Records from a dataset
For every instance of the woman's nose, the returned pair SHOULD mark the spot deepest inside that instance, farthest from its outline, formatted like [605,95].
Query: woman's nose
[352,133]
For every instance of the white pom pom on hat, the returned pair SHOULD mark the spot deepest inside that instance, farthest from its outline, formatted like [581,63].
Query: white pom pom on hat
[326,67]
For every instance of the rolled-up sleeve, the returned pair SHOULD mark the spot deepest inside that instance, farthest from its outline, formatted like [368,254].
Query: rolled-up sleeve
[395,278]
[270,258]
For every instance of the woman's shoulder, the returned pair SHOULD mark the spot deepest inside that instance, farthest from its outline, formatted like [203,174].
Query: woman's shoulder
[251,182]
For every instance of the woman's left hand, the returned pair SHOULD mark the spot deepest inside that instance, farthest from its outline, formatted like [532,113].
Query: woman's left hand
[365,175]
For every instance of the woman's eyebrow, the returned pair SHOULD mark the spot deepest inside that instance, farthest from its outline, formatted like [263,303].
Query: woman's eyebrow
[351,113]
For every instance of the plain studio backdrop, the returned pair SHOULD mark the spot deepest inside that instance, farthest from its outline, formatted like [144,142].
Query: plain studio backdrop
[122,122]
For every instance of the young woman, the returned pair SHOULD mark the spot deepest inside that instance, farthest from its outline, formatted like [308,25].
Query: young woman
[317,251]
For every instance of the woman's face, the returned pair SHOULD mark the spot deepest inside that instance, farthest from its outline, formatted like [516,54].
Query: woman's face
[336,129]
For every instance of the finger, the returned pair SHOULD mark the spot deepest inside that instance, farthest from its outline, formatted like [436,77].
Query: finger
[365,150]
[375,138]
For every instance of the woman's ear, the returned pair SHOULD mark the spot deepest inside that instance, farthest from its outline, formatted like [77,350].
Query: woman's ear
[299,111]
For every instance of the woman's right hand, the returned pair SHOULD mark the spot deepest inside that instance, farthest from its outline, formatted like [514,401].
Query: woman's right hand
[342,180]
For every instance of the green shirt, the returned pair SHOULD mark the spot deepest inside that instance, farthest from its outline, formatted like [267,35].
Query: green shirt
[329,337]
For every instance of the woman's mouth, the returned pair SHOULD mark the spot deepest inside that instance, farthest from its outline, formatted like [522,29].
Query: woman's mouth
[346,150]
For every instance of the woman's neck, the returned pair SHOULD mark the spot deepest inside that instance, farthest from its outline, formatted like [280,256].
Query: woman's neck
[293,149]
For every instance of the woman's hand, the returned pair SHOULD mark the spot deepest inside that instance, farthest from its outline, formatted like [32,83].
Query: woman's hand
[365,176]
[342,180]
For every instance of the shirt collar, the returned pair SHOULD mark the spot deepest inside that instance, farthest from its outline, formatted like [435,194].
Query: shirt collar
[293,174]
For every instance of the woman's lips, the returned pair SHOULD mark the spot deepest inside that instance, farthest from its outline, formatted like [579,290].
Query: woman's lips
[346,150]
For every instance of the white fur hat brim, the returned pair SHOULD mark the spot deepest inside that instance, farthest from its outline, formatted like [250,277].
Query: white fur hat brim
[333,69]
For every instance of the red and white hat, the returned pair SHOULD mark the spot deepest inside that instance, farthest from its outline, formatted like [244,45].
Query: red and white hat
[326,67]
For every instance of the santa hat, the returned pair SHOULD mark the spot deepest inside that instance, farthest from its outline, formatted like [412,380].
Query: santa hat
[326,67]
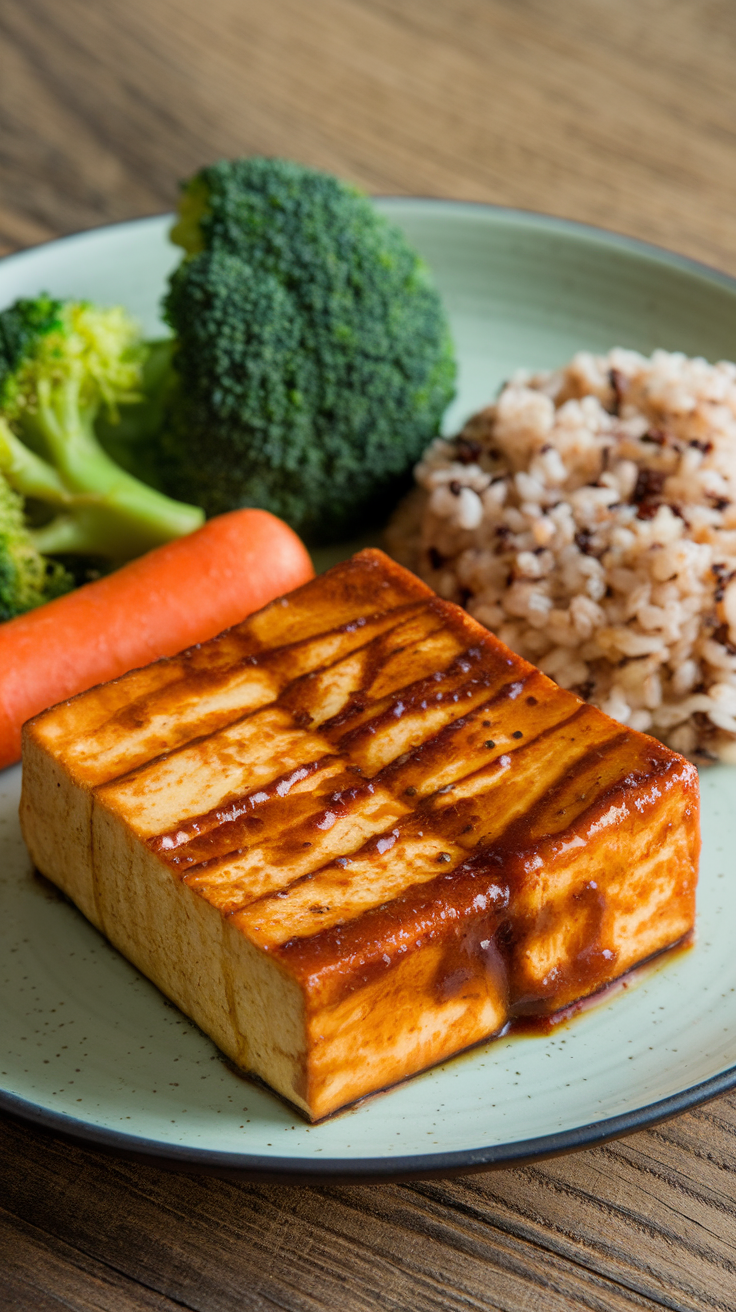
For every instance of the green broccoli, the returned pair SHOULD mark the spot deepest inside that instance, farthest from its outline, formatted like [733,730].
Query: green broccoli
[26,577]
[62,364]
[312,356]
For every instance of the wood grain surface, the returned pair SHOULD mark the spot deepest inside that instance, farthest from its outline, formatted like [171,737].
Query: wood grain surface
[617,113]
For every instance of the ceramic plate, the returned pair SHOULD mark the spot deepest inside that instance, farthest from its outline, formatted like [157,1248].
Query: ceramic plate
[91,1048]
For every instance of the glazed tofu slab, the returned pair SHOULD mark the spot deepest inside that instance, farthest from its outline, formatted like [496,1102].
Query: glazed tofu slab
[356,835]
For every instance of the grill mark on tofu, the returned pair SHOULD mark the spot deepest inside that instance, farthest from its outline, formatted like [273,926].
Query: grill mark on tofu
[340,686]
[475,740]
[307,833]
[247,756]
[438,835]
[475,845]
[394,726]
[244,806]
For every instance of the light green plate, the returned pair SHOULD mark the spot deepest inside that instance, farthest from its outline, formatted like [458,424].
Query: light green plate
[89,1047]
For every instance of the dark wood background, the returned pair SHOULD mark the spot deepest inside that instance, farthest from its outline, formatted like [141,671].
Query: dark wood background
[617,112]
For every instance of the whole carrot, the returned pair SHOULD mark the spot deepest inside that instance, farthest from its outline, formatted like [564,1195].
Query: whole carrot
[172,597]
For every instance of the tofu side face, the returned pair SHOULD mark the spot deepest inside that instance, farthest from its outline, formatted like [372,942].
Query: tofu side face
[356,835]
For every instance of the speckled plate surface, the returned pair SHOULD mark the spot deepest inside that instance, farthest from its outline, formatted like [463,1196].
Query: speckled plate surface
[91,1048]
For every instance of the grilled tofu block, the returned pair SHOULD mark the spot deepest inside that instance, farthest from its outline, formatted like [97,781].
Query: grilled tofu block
[356,835]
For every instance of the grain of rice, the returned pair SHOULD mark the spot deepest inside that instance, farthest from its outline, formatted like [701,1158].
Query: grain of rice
[588,517]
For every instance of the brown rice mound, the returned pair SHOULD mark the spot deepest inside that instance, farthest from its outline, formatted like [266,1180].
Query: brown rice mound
[588,518]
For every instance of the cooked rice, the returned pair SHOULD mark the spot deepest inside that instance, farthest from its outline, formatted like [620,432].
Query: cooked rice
[589,520]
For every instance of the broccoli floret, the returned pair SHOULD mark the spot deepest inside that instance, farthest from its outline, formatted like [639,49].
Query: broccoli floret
[63,362]
[314,360]
[26,577]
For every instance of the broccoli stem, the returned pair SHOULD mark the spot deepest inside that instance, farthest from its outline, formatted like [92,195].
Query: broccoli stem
[104,511]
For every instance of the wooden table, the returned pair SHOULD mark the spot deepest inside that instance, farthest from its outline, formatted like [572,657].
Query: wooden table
[619,113]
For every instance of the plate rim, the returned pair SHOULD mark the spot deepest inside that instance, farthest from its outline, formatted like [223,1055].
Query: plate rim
[305,1170]
[253,1167]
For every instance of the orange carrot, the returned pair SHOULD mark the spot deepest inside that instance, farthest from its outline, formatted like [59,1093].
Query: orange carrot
[172,597]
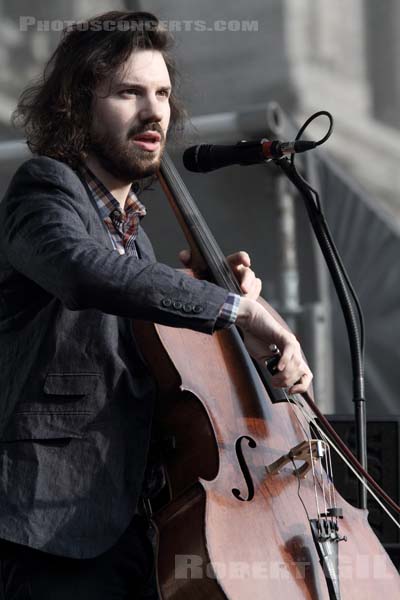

◆ **Your objective**
Pull out every line of the records above that contains the string "stem", and copy each one in full.

◆ **Completed exercise**
For every instance of the broccoli stem, the returned pair SHOULD mark the spot deepest inside that instance, farthest from its outline, formatted like [92,195].
Query: broccoli stem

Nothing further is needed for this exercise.